* Directions for this task
How would this sentence from the forum thread below read in Spanish: "I added FP16 support to the StyleTTS2 model and made a few adjustments."?
--- Extract provided ---
Mar 09 '25 11:03 kadirnar

@zaidato I got the same error as you when I set the batch-size to 8 😆

Mar 09 '25 21:03 kadirnar

You got an error at epoch 50. I think it's because you set TMA_epoch: 50 # TMA starting epoch (1st stage). You need to decrease batch size to fix that In my case, A100x40GB I set batch_size=3 and max_len = 300. Very small batch size for A100 GPU

Mar 11 '25 02:03 zaidato

You got an error at epoch 50. I think it's because you set TMA_epoch: 50 # TMA starting epoch (1st stage). You need to decrease batch size to fix that In my case, A100x40GB I set batch_size=3 and max_len = 300. Very small batch size for A100 GPU

I added FP16 support to the StyleTTS2 model and made a few adjustments. I trained it with a batch size of 32. Currently at epoch 86, the loss value started returning nan. Do you have any knowledge about this issue? How many GPUs are you training on?

Mar 11 '25 10:03 kadirnar

I faced the same problem when using FP16

Mar 11 '25 15:03 zaidato

@zaidato I managed to train using this repo. There was only a bug with context_length. I fixed that by updating the mel_dataset. If there are successful results after training, I will create a new repo and explain it in detail. I just need to experiment with epoch values.
--- Material ---
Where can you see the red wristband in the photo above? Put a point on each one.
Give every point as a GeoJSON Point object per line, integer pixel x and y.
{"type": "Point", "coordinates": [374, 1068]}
---
* Reply
Añadí compatibilidad con FP16 al modelo StyleTTS2 e hice algunos ajustes.